* Text extract:
= = =

Product prices should be compared in USD. Below are the conversions for currencies found in the dataset:
- 1 EUR = 1.22 USD
- 1 GBP = 1.42 USD
- 1 Yen = 0.01 USD

The datasets available are listed below:

datasets/cosmetics.csv - Catalogue of cosmetics products, including brand, category, price, and other characteristics

Source: Kaggle

id: The product id.
brand: The brand.
category: The category of product.
name: The name of the product.
size: The size of the product.
price: The price of the product (in various currencies).
rating: The consumer rating of the product.
how_to_use: Instructions for the product.
online_only: Whether or not the product is online-exclusive.
limited_edition: Whether or not the product is limited edition.

= = =

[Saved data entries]
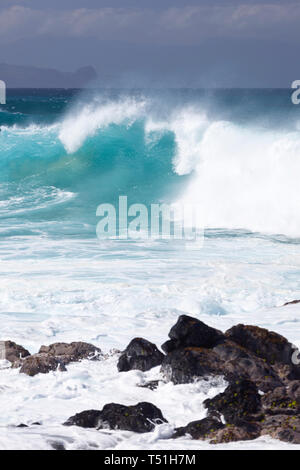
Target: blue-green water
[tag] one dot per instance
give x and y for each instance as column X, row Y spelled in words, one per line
column 64, row 152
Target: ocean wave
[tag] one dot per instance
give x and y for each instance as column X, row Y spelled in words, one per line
column 240, row 176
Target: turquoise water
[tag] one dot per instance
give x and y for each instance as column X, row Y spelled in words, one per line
column 65, row 152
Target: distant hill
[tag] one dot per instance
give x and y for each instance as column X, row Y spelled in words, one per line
column 18, row 76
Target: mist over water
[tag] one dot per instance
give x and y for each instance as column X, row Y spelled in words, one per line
column 233, row 153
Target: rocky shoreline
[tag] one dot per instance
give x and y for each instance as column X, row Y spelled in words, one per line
column 261, row 368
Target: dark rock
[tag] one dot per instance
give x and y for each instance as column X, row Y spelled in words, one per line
column 232, row 433
column 139, row 418
column 186, row 365
column 170, row 345
column 152, row 385
column 199, row 429
column 72, row 352
column 226, row 359
column 40, row 364
column 283, row 427
column 191, row 332
column 57, row 445
column 12, row 352
column 265, row 344
column 140, row 354
column 85, row 419
column 238, row 362
column 282, row 401
column 293, row 302
column 239, row 403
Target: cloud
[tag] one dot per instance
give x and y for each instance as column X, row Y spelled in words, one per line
column 185, row 25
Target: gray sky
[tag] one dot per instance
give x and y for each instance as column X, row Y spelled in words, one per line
column 158, row 42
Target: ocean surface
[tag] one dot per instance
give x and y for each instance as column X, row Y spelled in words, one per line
column 233, row 153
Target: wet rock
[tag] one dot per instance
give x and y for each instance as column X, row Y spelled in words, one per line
column 12, row 352
column 238, row 362
column 85, row 419
column 293, row 302
column 186, row 365
column 152, row 385
column 139, row 418
column 283, row 427
column 140, row 354
column 57, row 445
column 199, row 429
column 191, row 332
column 72, row 352
column 282, row 400
column 240, row 402
column 232, row 433
column 41, row 364
column 265, row 344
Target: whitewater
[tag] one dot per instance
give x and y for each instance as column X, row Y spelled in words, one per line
column 235, row 154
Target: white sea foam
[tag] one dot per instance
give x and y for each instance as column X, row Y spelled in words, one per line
column 80, row 125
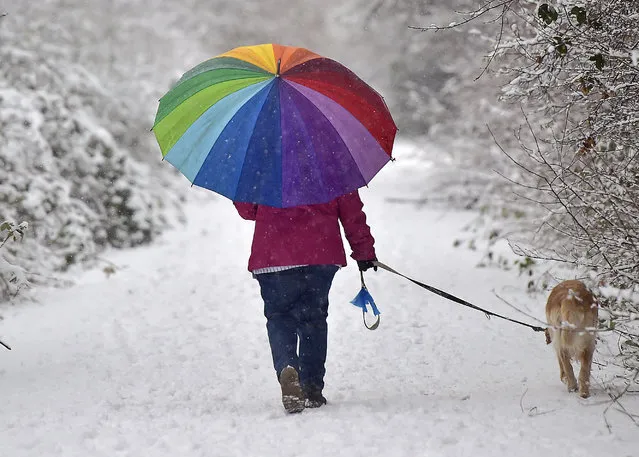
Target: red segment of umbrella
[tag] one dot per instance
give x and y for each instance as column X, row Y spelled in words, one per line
column 337, row 82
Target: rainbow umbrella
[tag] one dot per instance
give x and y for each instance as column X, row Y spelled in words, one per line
column 275, row 125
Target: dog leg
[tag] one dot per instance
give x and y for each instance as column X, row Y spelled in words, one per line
column 585, row 359
column 569, row 375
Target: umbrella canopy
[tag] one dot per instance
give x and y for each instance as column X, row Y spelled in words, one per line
column 275, row 125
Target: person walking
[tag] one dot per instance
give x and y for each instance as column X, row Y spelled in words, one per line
column 295, row 254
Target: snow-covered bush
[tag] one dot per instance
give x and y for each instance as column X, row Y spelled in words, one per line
column 63, row 170
column 12, row 277
column 571, row 67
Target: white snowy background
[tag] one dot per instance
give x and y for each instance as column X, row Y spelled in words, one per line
column 161, row 350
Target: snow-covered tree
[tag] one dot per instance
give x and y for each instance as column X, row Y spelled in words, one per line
column 572, row 70
column 66, row 169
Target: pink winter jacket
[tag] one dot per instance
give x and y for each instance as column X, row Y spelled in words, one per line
column 308, row 235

= = =

* What you need to do:
(A) According to the dataset description, what is 1 GBP worth in USD?
(B) Rewrite the part of the dataset description that begins with the words "Source: Kaggle" and ends after "product is online-exclusive.", changing "consumer" to "customer".
The saved data entries are separate material from the dataset description.

* Worked solutions:
(A) 1 GBP is worth 1.42 USD.

(B)
Source: Kaggle

id: The product id.
brand: The brand.
category: The category of product.
name: The name of the product.
size: The size of the product.
price: The price of the product (in various currencies).
rating: The customer rating of the product.
how_to_use: Instructions for the product.
online_only: Whether or not the product is online-exclusive.